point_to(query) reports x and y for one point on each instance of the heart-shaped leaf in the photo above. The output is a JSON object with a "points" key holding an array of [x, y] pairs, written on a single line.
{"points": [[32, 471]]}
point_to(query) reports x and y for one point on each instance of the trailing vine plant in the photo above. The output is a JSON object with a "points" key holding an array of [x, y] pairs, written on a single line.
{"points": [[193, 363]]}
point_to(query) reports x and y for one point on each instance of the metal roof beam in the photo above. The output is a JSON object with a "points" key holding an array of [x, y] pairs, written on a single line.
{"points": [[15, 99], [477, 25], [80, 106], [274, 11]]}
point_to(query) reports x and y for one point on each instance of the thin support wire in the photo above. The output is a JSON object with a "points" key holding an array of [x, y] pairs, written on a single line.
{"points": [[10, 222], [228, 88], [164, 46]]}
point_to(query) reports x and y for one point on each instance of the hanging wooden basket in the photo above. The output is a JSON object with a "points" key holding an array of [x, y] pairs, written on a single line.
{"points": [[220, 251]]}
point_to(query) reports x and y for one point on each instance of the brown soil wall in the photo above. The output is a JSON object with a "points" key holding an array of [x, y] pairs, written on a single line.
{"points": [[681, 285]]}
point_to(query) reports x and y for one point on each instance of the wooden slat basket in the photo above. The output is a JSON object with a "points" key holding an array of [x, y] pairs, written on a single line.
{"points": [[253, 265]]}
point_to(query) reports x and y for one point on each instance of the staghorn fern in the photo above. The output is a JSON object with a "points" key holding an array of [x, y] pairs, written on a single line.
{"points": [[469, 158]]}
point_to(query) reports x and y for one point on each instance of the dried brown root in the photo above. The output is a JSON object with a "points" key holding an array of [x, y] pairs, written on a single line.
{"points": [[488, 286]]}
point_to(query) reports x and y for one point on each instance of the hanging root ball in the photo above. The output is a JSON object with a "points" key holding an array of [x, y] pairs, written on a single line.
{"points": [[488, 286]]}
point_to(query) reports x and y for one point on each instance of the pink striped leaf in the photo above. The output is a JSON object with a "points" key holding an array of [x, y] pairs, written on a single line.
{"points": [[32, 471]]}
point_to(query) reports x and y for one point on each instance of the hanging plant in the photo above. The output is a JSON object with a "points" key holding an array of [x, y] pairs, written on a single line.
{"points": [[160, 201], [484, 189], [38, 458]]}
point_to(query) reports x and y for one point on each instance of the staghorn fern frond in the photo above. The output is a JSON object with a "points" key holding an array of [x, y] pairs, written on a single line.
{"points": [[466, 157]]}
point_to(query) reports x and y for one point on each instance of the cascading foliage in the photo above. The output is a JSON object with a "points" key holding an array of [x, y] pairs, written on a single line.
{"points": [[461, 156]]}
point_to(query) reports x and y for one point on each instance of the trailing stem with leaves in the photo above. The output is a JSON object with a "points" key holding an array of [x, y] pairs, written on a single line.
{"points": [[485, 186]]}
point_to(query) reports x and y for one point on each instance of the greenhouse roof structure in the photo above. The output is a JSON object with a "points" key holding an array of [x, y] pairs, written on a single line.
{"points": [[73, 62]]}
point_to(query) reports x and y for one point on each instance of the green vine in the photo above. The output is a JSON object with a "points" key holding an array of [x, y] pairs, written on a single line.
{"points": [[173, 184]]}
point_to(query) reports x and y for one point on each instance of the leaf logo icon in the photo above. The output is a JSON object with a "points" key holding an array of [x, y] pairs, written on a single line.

==

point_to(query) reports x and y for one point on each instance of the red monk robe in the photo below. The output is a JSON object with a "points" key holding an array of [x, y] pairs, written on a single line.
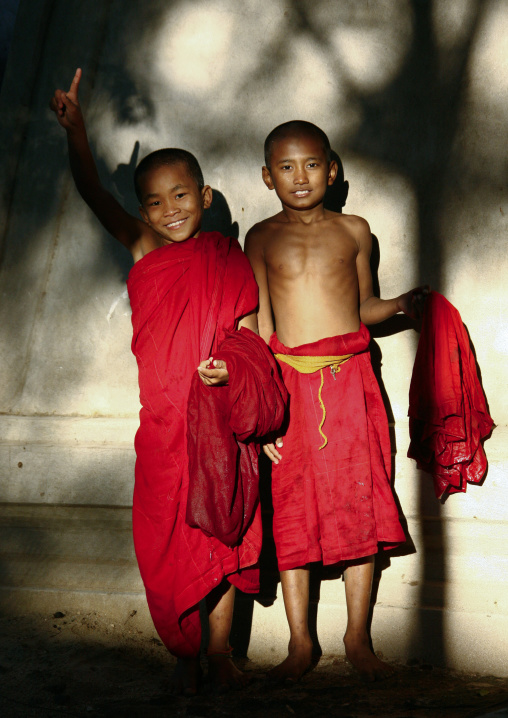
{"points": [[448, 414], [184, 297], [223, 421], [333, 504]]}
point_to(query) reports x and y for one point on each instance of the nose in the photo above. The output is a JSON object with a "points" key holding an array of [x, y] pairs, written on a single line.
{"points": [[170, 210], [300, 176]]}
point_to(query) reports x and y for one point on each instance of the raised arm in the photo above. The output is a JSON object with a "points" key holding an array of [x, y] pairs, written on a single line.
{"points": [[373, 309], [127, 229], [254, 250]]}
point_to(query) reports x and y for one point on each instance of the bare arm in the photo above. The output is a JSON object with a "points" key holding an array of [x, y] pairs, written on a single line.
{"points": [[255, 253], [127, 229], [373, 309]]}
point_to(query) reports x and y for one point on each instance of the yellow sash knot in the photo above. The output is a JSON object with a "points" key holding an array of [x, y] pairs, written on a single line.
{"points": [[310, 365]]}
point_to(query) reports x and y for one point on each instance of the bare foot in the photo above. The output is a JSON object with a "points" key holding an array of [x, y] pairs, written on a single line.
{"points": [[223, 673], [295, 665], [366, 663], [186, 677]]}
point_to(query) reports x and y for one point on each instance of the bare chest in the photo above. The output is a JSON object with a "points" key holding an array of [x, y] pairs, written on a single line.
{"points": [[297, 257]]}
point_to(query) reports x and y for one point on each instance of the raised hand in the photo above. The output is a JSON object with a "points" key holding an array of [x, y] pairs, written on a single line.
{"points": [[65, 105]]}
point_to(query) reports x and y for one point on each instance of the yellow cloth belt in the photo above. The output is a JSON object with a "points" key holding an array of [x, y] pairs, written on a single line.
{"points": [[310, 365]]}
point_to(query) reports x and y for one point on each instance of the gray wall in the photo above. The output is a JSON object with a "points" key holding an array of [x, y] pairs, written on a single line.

* * *

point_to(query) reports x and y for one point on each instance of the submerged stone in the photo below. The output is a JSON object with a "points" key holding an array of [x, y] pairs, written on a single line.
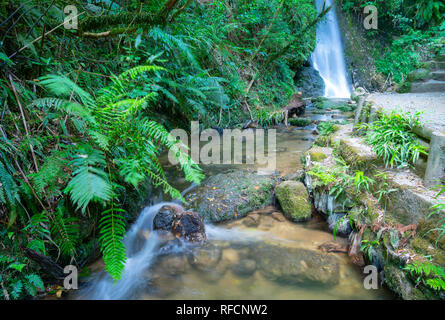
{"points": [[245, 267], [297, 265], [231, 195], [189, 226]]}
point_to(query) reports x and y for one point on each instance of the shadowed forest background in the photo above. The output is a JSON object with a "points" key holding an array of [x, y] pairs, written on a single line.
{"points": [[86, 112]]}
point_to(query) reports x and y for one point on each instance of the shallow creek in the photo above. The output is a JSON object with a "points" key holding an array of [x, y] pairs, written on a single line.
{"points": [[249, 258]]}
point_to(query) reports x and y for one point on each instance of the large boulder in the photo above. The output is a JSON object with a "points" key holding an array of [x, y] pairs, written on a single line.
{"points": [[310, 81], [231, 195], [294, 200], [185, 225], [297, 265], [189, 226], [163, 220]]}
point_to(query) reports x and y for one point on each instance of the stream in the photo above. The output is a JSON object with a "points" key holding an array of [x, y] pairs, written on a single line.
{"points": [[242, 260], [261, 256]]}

Tarefa a fazer: Encontre no material acima todas as linhas em que aparece a palavra "trailing" e copie cada uma delas sem alterações.

Resultado da tarefa:
point_to(query) reports x and y for one point on each instance of the trailing vine plant in the photo above. The output is a JSON object with a "points" key holding an array of [x, y] pairs, written on a single line.
point_to(query) reports x and y for one point on each instance of the trailing stem with leaves in the photo above. The output is a JSON object with a "points" key holding an array of [x, y] pairs, written on a single line.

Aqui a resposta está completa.